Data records
--

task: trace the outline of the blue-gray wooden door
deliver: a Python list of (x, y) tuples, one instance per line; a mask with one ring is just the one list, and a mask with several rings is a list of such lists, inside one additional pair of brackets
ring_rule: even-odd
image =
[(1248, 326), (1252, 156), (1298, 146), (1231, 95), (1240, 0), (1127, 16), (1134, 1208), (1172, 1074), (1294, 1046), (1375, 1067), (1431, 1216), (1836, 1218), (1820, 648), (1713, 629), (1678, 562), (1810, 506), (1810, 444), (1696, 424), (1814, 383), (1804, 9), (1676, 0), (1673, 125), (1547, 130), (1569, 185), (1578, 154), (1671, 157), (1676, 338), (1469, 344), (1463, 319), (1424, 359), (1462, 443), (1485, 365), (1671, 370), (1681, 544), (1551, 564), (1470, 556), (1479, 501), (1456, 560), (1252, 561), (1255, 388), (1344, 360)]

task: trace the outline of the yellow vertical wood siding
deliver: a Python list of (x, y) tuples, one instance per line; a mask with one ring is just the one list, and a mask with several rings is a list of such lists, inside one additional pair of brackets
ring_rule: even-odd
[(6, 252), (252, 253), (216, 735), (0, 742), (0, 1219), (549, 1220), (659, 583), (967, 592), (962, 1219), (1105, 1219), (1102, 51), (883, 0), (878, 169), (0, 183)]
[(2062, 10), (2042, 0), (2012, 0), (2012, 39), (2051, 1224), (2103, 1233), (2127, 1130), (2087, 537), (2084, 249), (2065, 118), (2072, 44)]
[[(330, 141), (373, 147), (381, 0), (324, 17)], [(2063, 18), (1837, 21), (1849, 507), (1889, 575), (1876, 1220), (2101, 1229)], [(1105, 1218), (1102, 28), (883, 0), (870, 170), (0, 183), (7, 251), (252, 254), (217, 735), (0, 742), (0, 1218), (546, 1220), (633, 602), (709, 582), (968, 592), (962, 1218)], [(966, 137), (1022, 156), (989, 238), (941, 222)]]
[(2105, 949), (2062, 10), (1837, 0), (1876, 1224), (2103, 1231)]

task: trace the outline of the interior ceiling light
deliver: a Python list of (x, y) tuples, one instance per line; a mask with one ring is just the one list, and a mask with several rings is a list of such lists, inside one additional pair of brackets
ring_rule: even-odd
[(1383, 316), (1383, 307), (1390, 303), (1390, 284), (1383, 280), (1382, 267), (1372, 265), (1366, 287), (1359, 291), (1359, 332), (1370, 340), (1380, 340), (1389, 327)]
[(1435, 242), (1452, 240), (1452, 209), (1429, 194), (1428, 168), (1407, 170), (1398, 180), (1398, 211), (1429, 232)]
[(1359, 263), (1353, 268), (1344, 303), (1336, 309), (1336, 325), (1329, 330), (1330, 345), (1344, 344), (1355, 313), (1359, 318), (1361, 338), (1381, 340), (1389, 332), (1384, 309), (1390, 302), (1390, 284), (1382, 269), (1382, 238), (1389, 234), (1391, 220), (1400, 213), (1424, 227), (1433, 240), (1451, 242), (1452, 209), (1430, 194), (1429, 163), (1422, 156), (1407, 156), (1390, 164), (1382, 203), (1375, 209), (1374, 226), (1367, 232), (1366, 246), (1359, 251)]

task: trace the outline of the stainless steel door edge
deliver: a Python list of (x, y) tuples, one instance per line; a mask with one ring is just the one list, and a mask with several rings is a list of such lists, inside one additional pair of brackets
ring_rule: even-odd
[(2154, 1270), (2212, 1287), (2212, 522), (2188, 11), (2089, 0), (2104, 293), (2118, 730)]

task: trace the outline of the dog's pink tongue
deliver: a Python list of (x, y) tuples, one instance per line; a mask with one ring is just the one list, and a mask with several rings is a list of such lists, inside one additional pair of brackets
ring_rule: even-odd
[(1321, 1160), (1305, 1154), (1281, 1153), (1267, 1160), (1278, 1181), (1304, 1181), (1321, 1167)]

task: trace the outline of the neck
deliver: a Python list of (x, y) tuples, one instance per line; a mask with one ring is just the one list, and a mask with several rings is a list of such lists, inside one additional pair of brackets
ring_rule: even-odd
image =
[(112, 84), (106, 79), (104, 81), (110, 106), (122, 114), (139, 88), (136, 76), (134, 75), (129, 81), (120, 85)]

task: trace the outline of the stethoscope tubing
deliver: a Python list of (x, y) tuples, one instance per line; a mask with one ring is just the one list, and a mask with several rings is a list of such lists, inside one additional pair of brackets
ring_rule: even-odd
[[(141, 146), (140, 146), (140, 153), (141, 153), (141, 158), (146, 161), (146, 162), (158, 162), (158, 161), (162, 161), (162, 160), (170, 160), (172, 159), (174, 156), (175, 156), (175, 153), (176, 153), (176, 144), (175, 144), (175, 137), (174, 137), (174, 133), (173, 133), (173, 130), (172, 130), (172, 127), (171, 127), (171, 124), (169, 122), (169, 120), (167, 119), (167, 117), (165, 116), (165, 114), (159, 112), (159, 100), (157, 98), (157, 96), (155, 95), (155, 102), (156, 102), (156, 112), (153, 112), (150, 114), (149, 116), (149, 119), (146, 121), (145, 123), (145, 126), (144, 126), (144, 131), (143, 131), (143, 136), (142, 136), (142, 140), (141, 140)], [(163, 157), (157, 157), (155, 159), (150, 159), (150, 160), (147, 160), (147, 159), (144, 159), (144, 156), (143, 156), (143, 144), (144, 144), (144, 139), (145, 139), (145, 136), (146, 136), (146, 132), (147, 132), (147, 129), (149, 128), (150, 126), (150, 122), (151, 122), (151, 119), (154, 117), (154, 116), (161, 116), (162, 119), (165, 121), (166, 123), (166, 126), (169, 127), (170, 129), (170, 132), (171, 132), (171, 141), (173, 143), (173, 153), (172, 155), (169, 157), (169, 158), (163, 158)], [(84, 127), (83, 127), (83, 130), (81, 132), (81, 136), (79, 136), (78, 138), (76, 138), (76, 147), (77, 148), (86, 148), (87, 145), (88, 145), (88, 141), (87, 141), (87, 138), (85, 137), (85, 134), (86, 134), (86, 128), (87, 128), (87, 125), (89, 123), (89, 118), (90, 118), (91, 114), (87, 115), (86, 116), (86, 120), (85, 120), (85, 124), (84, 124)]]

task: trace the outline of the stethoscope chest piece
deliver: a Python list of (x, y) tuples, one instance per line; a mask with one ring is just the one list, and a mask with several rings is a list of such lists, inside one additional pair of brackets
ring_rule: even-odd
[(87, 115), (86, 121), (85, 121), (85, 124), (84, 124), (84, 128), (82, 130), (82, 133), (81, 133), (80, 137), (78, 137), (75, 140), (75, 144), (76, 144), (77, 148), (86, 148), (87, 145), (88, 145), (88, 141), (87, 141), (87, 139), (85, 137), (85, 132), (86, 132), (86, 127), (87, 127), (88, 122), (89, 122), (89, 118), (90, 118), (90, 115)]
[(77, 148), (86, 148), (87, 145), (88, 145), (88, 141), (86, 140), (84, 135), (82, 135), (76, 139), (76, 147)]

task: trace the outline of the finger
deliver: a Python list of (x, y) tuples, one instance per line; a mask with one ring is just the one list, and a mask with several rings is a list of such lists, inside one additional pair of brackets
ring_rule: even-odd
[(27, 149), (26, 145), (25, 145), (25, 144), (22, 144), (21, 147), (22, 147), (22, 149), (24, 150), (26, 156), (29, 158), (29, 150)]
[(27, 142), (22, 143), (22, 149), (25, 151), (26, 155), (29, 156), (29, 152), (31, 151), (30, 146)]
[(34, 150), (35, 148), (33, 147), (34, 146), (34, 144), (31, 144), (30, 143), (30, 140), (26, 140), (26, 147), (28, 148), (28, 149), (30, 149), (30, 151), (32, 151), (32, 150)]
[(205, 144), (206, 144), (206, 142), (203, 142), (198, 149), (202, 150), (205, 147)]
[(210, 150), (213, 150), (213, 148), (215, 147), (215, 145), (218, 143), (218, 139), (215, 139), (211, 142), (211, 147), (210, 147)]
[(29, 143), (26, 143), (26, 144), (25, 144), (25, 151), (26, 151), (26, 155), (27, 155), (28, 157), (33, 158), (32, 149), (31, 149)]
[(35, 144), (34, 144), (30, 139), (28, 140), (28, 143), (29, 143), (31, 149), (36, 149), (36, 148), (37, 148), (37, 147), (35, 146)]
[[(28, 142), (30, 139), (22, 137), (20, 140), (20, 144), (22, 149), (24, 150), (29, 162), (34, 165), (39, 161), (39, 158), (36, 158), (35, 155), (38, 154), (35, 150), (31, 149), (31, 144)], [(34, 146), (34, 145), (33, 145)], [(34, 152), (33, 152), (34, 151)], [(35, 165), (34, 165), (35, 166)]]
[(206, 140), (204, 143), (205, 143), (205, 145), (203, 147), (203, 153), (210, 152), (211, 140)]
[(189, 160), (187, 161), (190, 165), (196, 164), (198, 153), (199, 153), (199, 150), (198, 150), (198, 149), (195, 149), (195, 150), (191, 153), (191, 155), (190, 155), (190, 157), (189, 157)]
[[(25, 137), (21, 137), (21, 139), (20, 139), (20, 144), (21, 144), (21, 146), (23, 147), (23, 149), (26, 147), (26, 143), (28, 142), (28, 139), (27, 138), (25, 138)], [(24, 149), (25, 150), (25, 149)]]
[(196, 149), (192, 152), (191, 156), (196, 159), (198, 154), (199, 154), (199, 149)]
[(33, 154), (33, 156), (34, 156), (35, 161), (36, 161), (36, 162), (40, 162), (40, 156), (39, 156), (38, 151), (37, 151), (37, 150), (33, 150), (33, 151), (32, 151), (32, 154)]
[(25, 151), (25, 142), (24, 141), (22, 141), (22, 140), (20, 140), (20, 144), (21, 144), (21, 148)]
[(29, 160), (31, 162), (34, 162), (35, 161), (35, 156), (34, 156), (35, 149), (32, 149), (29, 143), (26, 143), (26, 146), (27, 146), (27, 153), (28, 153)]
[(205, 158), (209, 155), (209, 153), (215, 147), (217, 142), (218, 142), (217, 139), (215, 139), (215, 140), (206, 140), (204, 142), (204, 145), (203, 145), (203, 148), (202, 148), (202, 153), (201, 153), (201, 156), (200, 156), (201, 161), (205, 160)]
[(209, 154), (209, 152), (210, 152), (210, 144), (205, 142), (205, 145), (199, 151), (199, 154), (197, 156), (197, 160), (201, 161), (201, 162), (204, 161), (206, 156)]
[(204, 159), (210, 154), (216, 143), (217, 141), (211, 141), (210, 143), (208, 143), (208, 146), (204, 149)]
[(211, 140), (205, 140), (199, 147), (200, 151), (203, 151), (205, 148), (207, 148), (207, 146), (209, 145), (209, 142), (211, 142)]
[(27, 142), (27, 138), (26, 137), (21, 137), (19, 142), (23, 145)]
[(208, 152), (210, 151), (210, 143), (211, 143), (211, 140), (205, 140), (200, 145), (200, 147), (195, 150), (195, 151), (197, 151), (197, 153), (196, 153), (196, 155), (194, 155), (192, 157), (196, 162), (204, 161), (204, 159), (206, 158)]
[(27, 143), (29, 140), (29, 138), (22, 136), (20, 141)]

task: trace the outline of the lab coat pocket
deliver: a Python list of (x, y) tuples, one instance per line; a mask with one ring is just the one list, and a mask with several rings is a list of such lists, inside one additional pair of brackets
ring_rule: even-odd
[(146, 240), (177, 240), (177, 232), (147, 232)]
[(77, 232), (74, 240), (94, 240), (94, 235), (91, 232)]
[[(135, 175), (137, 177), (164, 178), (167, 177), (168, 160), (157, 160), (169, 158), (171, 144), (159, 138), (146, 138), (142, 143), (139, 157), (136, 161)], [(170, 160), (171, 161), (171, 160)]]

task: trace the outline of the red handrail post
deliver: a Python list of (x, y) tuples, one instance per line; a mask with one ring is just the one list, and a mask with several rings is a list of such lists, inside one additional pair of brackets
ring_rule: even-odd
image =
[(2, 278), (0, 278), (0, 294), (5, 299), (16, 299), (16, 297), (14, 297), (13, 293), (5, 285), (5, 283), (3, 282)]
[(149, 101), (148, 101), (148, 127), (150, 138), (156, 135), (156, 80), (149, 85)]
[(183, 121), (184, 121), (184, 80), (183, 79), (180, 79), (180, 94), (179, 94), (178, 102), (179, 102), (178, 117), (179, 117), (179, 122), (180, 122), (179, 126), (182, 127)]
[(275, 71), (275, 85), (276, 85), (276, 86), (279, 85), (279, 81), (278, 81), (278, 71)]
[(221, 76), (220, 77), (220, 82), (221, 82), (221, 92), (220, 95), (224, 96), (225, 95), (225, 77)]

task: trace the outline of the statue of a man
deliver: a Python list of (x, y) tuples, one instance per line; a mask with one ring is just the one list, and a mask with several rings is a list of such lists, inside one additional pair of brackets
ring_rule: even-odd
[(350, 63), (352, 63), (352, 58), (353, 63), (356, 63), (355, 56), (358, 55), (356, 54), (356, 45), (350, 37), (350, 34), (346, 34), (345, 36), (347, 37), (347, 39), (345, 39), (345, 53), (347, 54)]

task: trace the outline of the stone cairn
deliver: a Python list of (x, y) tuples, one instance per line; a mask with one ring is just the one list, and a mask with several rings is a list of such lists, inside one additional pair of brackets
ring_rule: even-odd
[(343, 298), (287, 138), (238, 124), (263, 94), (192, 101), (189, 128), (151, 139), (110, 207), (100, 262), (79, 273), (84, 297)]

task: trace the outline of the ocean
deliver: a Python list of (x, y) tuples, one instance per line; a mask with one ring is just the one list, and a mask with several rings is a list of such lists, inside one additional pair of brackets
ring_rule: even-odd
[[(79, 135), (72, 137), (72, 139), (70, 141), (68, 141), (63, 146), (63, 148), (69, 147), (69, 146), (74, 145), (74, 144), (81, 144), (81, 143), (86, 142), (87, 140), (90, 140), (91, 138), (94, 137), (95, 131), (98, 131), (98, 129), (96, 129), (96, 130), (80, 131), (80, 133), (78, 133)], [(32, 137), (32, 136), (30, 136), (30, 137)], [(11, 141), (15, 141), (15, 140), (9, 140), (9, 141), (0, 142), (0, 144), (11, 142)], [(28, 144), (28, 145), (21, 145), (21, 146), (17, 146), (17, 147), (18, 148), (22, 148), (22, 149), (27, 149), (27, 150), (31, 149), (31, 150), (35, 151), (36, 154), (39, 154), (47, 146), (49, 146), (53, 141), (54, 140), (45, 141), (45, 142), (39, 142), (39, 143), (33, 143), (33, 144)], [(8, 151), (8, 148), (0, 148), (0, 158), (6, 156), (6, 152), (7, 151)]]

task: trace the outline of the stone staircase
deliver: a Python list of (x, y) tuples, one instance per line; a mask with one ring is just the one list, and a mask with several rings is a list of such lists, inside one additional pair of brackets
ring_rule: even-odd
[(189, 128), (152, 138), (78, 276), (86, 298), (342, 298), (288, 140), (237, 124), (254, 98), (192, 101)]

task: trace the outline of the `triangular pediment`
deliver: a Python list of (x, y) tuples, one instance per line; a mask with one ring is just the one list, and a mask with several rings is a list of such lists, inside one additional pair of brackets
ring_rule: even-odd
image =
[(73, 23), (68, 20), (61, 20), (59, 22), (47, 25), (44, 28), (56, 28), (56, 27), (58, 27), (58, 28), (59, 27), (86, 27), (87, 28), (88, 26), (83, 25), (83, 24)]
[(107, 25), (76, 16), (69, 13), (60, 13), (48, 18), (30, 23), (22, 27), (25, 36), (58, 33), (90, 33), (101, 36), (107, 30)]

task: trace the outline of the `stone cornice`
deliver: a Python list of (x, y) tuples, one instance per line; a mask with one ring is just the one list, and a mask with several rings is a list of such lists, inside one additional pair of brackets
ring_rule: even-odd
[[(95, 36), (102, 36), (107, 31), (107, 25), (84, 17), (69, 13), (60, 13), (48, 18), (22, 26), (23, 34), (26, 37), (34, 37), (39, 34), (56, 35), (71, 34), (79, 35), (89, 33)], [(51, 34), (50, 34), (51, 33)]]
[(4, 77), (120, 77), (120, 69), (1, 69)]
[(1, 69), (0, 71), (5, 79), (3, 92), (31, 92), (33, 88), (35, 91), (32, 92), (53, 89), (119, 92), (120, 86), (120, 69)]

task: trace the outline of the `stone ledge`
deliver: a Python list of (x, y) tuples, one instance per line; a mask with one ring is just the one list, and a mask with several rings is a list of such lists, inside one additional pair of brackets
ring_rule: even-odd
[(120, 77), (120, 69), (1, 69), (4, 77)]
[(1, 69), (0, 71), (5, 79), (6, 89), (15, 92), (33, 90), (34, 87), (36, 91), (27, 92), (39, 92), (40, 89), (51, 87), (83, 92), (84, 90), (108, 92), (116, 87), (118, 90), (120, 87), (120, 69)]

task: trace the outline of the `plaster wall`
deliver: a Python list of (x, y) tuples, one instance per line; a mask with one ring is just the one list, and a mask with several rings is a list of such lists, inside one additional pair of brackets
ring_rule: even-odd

--

> Action item:
Within the records above, work out on how many lines the string "stone" appears, and give only that number.

> Finished exercise:
4